__Raw data__:
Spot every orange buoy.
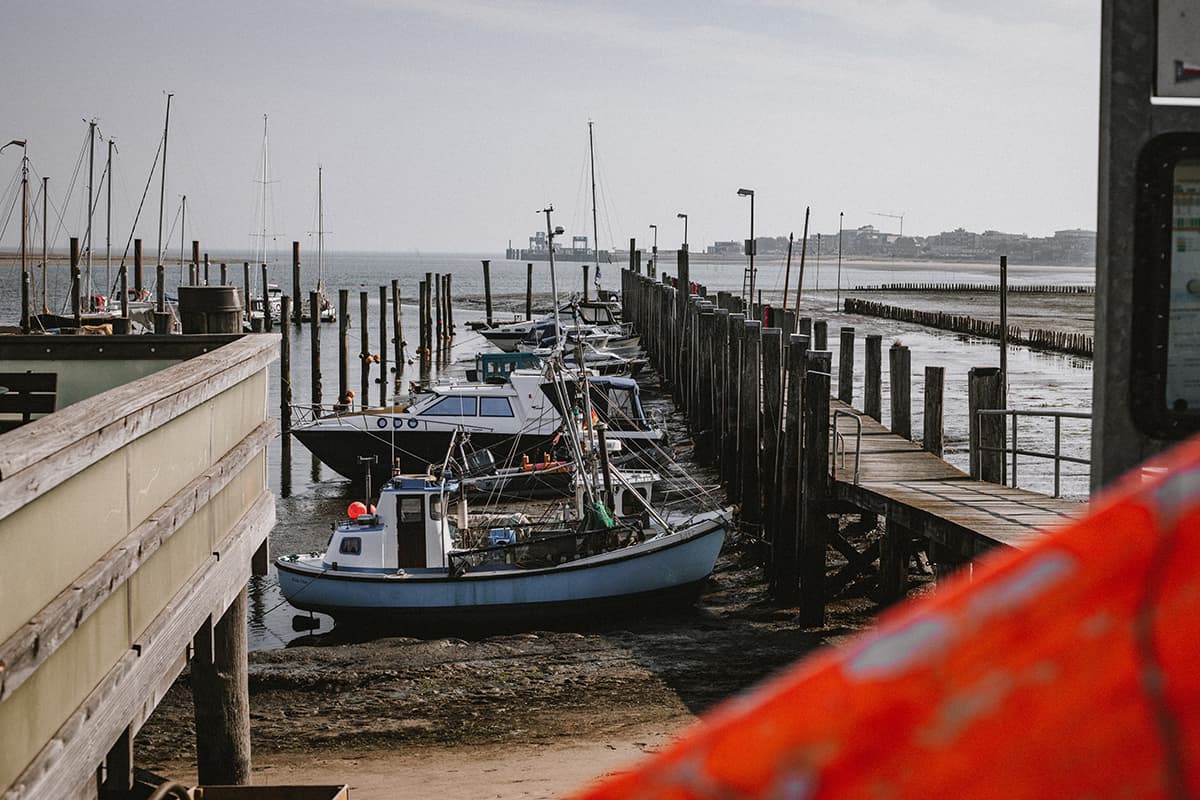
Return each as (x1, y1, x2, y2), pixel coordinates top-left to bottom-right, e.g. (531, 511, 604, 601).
(347, 501, 368, 520)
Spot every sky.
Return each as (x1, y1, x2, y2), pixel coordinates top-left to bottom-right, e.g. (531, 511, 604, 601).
(0, 0, 1100, 256)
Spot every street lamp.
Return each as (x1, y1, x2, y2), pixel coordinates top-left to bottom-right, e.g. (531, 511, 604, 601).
(737, 188, 755, 307)
(676, 213, 688, 251)
(648, 223, 658, 277)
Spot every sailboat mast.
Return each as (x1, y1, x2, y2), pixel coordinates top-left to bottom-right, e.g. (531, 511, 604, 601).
(318, 165, 324, 295)
(259, 115, 269, 266)
(588, 120, 600, 291)
(106, 137, 114, 299)
(86, 120, 95, 308)
(41, 176, 48, 313)
(157, 93, 173, 281)
(20, 150, 27, 330)
(180, 195, 186, 284)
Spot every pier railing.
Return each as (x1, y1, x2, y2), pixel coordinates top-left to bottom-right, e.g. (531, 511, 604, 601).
(975, 408, 1092, 498)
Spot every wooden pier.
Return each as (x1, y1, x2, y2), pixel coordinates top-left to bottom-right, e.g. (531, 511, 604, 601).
(621, 253, 1085, 624)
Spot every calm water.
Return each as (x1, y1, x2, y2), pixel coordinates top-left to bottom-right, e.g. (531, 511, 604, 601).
(0, 251, 1096, 649)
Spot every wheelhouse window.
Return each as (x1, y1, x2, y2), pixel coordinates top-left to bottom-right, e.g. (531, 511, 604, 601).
(339, 537, 362, 555)
(479, 396, 514, 417)
(607, 387, 638, 428)
(429, 495, 443, 521)
(421, 396, 478, 416)
(399, 497, 424, 523)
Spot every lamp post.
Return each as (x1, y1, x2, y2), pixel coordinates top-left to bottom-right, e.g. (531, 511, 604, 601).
(676, 213, 688, 251)
(836, 211, 844, 310)
(3, 139, 29, 331)
(737, 188, 755, 307)
(648, 223, 658, 277)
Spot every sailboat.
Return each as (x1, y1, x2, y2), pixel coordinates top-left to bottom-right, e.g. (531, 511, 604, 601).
(301, 165, 336, 323)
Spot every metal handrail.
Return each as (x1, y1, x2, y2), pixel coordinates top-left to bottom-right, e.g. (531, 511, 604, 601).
(832, 408, 863, 485)
(975, 408, 1091, 497)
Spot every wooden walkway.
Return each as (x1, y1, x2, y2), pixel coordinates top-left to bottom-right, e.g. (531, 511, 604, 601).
(829, 400, 1084, 559)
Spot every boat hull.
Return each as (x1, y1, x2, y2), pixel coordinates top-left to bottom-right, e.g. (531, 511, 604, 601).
(276, 519, 724, 630)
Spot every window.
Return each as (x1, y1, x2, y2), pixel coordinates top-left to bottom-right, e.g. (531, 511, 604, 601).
(399, 497, 424, 523)
(421, 396, 478, 416)
(338, 537, 362, 555)
(429, 495, 443, 521)
(479, 397, 514, 417)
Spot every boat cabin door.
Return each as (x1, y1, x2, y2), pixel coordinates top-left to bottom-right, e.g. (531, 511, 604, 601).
(395, 494, 429, 568)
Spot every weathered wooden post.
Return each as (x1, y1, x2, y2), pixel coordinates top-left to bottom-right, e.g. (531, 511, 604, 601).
(797, 316, 812, 338)
(417, 279, 427, 362)
(924, 365, 945, 457)
(864, 334, 882, 421)
(444, 273, 454, 345)
(310, 291, 322, 413)
(799, 350, 832, 626)
(289, 241, 301, 325)
(154, 264, 169, 334)
(740, 320, 763, 526)
(583, 264, 590, 301)
(760, 326, 784, 568)
(482, 259, 493, 325)
(775, 333, 810, 602)
(879, 520, 914, 604)
(281, 296, 292, 438)
(968, 366, 1005, 482)
(526, 262, 534, 320)
(260, 264, 271, 332)
(391, 279, 403, 368)
(133, 238, 144, 296)
(191, 240, 200, 285)
(360, 290, 370, 406)
(203, 253, 210, 285)
(812, 319, 827, 350)
(243, 262, 251, 322)
(192, 591, 251, 786)
(338, 290, 350, 406)
(433, 272, 443, 355)
(889, 343, 912, 439)
(379, 286, 389, 406)
(219, 262, 227, 286)
(838, 326, 855, 404)
(70, 237, 82, 329)
(723, 313, 745, 495)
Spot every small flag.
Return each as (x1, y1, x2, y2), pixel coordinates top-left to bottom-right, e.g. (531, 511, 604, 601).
(1176, 59, 1200, 83)
(593, 266, 602, 285)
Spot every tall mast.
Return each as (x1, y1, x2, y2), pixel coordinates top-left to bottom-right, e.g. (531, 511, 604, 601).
(318, 164, 324, 292)
(20, 149, 28, 330)
(180, 195, 186, 284)
(41, 176, 48, 312)
(157, 93, 173, 280)
(86, 120, 95, 308)
(588, 120, 600, 287)
(106, 137, 114, 300)
(258, 114, 269, 265)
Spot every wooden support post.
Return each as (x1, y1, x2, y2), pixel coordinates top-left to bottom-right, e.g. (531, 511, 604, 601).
(191, 240, 200, 285)
(760, 326, 783, 570)
(243, 262, 251, 322)
(711, 308, 730, 466)
(799, 349, 832, 626)
(740, 320, 763, 526)
(583, 264, 590, 301)
(969, 366, 1005, 482)
(724, 313, 745, 497)
(310, 291, 322, 413)
(338, 290, 349, 406)
(797, 316, 812, 338)
(628, 238, 637, 275)
(433, 272, 442, 355)
(392, 279, 403, 368)
(70, 237, 81, 328)
(154, 264, 169, 334)
(838, 326, 855, 405)
(444, 273, 454, 344)
(418, 279, 427, 362)
(261, 264, 271, 332)
(220, 262, 227, 286)
(924, 365, 945, 457)
(482, 259, 493, 325)
(203, 253, 210, 285)
(360, 291, 370, 406)
(379, 286, 389, 406)
(889, 343, 912, 439)
(812, 320, 827, 350)
(776, 333, 810, 602)
(119, 260, 129, 324)
(192, 588, 251, 786)
(525, 263, 534, 320)
(424, 271, 433, 362)
(280, 296, 292, 437)
(878, 521, 912, 604)
(133, 238, 143, 295)
(864, 334, 882, 421)
(100, 726, 134, 799)
(292, 241, 302, 325)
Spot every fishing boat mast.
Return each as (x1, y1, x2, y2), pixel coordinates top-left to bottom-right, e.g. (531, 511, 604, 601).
(41, 175, 48, 313)
(588, 120, 600, 296)
(86, 119, 95, 309)
(157, 94, 172, 285)
(106, 137, 115, 299)
(318, 165, 325, 307)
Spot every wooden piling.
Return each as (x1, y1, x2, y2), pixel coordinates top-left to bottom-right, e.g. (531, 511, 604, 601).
(261, 264, 272, 332)
(360, 291, 370, 406)
(203, 253, 210, 285)
(740, 320, 762, 525)
(924, 365, 945, 457)
(392, 279, 403, 369)
(482, 259, 493, 325)
(797, 316, 812, 338)
(799, 350, 832, 626)
(889, 343, 912, 439)
(775, 333, 810, 602)
(243, 262, 251, 320)
(220, 262, 227, 286)
(154, 265, 169, 334)
(864, 334, 882, 421)
(760, 326, 783, 567)
(338, 290, 350, 406)
(583, 265, 590, 302)
(723, 313, 745, 495)
(191, 240, 200, 285)
(379, 286, 389, 406)
(192, 589, 251, 786)
(526, 263, 534, 320)
(292, 241, 302, 325)
(434, 272, 443, 354)
(70, 237, 82, 328)
(444, 273, 454, 345)
(310, 291, 322, 413)
(281, 296, 292, 438)
(133, 238, 143, 295)
(968, 366, 1005, 482)
(879, 521, 913, 604)
(838, 326, 855, 405)
(813, 320, 827, 350)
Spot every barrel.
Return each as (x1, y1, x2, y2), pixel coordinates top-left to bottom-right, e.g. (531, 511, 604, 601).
(178, 286, 243, 334)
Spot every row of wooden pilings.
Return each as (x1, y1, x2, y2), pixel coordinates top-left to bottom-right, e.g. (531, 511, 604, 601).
(621, 250, 1011, 623)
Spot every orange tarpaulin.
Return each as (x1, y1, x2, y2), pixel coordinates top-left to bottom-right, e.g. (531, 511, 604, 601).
(573, 438, 1200, 799)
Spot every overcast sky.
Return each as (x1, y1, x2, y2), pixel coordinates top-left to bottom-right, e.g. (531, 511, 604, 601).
(0, 0, 1099, 256)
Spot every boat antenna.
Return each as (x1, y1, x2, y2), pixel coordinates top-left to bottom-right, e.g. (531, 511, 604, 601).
(357, 455, 377, 511)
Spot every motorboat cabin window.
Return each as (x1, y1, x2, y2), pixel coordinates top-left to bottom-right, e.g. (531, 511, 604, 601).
(479, 397, 514, 417)
(399, 497, 424, 523)
(429, 495, 443, 521)
(338, 537, 362, 555)
(422, 396, 478, 416)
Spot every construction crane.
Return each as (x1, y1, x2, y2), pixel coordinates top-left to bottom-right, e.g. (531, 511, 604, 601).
(870, 211, 906, 237)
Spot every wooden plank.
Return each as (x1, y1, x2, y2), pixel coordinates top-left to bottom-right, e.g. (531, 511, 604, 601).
(4, 492, 274, 800)
(0, 420, 274, 704)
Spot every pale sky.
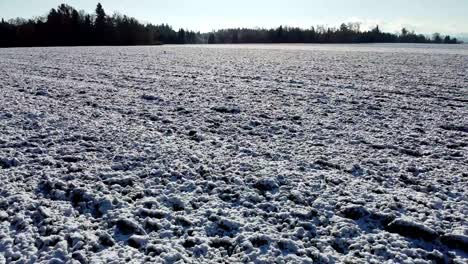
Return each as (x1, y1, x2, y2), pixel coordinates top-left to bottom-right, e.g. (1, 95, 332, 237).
(1, 0, 467, 36)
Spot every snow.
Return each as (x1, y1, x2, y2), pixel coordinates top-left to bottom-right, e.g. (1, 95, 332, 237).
(0, 44, 467, 263)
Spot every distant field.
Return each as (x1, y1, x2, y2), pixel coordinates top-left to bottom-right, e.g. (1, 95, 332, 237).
(0, 44, 467, 263)
(186, 43, 468, 54)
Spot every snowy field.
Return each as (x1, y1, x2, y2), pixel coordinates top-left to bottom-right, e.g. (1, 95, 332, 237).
(0, 44, 467, 263)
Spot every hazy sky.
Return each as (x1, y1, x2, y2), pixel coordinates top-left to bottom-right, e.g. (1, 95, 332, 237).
(1, 0, 467, 35)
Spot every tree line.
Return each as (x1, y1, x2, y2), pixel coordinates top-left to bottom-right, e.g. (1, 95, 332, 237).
(0, 3, 200, 47)
(205, 24, 459, 44)
(0, 3, 461, 47)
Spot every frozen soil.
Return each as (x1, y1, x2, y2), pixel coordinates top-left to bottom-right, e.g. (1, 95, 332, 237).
(0, 45, 467, 263)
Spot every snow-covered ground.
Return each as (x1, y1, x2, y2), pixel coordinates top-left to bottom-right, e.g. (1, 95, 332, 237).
(0, 44, 467, 263)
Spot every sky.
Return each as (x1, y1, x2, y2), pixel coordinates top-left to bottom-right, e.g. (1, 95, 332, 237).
(1, 0, 467, 37)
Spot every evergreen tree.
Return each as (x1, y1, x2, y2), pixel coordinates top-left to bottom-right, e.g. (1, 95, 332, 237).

__What this task involves__: Where the line holding "Spot every construction crane." appears in the listing above, start reproducing exactly, and end with the line holding "Spot every pale sky.".

__Task response__:
Spot every construction crane.
Return each as (x1, y1, x2, y2), pixel coordinates top-left to bottom-right, e.g. (531, 511, 604, 601).
(870, 211, 906, 237)
Spot every wooden plank.
Return each as (x1, y1, x2, y2), pixel coordinates top-left to bottom-right, e.g. (531, 511, 604, 601).
(4, 492, 274, 800)
(0, 420, 274, 704)
Spot every pale sky.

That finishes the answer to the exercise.